REQUIRED TASK:
The data below is to be returned in full and exactly.

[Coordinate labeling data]
= = =

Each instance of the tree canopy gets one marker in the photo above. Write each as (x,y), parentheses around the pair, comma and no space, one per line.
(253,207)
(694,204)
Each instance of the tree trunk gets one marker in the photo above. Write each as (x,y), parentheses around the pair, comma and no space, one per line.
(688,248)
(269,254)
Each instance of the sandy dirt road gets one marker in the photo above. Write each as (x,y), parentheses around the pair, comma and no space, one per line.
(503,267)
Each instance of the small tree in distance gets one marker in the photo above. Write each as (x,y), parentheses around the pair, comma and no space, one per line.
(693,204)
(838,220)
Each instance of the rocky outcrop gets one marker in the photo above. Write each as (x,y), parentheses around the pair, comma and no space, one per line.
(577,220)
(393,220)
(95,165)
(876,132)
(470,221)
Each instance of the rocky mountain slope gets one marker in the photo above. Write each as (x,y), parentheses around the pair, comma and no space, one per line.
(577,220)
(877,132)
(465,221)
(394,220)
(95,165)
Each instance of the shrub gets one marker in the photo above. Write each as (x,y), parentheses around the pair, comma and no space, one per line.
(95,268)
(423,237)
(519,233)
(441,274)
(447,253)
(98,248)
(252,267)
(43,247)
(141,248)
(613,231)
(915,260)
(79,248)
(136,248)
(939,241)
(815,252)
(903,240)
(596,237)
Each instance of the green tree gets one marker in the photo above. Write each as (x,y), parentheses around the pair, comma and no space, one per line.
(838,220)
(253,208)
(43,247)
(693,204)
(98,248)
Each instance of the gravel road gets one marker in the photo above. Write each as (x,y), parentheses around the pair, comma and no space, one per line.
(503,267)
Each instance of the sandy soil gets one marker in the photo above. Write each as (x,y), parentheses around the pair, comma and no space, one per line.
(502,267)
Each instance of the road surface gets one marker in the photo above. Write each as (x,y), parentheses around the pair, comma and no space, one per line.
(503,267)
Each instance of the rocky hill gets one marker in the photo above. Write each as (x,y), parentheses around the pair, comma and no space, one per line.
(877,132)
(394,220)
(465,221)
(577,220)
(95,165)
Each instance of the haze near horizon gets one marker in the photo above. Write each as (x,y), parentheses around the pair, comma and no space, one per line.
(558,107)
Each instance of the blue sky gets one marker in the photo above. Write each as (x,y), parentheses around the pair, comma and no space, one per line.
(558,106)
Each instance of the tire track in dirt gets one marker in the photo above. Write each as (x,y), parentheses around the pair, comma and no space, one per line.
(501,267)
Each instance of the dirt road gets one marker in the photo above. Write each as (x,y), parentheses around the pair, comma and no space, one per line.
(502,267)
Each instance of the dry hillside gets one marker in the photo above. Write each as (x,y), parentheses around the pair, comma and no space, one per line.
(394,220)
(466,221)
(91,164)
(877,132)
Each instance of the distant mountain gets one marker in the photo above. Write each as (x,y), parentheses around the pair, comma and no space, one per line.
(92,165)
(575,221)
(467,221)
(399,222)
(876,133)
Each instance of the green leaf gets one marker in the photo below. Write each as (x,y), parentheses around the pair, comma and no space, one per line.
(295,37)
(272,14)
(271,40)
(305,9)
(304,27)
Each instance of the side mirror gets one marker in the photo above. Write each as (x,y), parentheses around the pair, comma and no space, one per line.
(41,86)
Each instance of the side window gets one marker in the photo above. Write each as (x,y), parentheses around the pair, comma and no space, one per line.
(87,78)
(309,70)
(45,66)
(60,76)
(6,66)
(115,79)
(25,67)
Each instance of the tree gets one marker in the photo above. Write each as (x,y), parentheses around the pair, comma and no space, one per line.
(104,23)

= = =

ANSWER TO THIS TASK:
Each instance of the tree canopy gets one marker in the photo above. Write each as (x,y), parentheses around the pair, comma and no space, one per line.
(253,207)
(694,204)
Each instance of the tree trunk gets one marker in the photo above. Write each as (x,y), parentheses around the pair, comma and no space, one per line.
(688,248)
(269,254)
Each instance of the sandy dirt road gets one marker in the photo above. Write each as (x,y), parentheses around the pair, comma and no space, one per line.
(503,267)
Each instance of the small tree in distance gets one marker in the photo above. Write each as (x,y), parentheses around the pair, comma and no space, one per line.
(693,204)
(838,220)
Each instance of the rocky outcrop gets one marker in the photo above. Write each as (x,y), parentheses around the pair, comma and no space, one per line.
(577,220)
(393,220)
(95,165)
(876,132)
(470,221)
Each instance of the rocky mountain slope gets one marker in the photo above. Write each as (x,y), parentheses around the pair, comma and no space, one per line.
(577,220)
(877,132)
(465,221)
(394,220)
(95,165)
Each instance of the shrub gets one marker in the photo above. Write each as (x,y), parentheses around the pair, comma and no space, one per line.
(95,268)
(423,237)
(519,233)
(441,274)
(447,253)
(98,248)
(252,267)
(43,247)
(141,248)
(613,231)
(915,260)
(79,248)
(136,248)
(939,241)
(815,252)
(903,240)
(596,237)
Each instance of the green tree gets one marker in the photo above. Write each as (x,y), parentheses around the pair, comma and no space, one per line.
(838,220)
(253,208)
(43,247)
(693,204)
(98,248)
Each instance of the gravel road gets one marker in the photo above. Write each as (x,y), parentheses around the pair, comma and no space, one per line.
(503,267)
Each instance of the sandy soil gets one marker in the photo above. Write each as (x,y), parentheses around the pair, comma and no space, one per line.
(502,267)
Each instance of the road surface gets one marker in the photo above. Write each as (x,y), parentheses around the pair, comma and no space, one per line.
(503,267)
Each instance of the rocky hill gets one marker in the photo above. Write each as (x,y), parentheses around the pair, comma and no space, one per line.
(877,132)
(394,220)
(465,221)
(577,220)
(95,165)
Each instance of the haze near horizon gets one marker in the photo above. Write each as (x,y), parentheses around the pair, comma and no space, one per line.
(558,107)
Each instance of the blue sky gets one marker in the photo above. Write each as (x,y), parentheses around the pair, comma and no space, one per line.
(558,106)
Each instance of the tire track in dirt gets one marker in the photo above. Write each as (x,y), parentheses around the pair, comma and no space, one per line.
(501,267)
Each instance of the dirt road gets one marker in the photo above. Write each as (x,y), parentheses around the pair, comma and no space, one per line.
(502,267)
Each instance of the dry hillside gets one marker in the photo above. Write each as (x,y), parentheses around the pair, comma and no space, one per line.
(394,220)
(466,221)
(91,164)
(877,132)
Each instance of the distant mountain gets one marker in the photo above. Write each as (x,y), parentheses around the pair, comma and no space, one per line.
(92,165)
(575,221)
(467,221)
(399,222)
(876,133)
Each instance of the green leaf gets one marker in the photo below. Write each as (x,y), parentheses around the pair, comma and no space, one per line.
(295,37)
(272,14)
(271,40)
(305,9)
(304,27)
Each instance of the side mirror gets one marker in the photo above. Write each as (x,y), parentheses around the pair, comma and no space, one per line.
(41,86)
Each instance of the side window gets one marker in the photo above. Write each as (x,y), parentheses around the pair, comma and no space, one per line.
(87,78)
(309,70)
(45,66)
(60,76)
(6,66)
(115,79)
(25,67)
Each instance of the tree gets one marker in the photo above. Write each as (x,y), parentheses around the pair, comma and no space, one per line.
(104,23)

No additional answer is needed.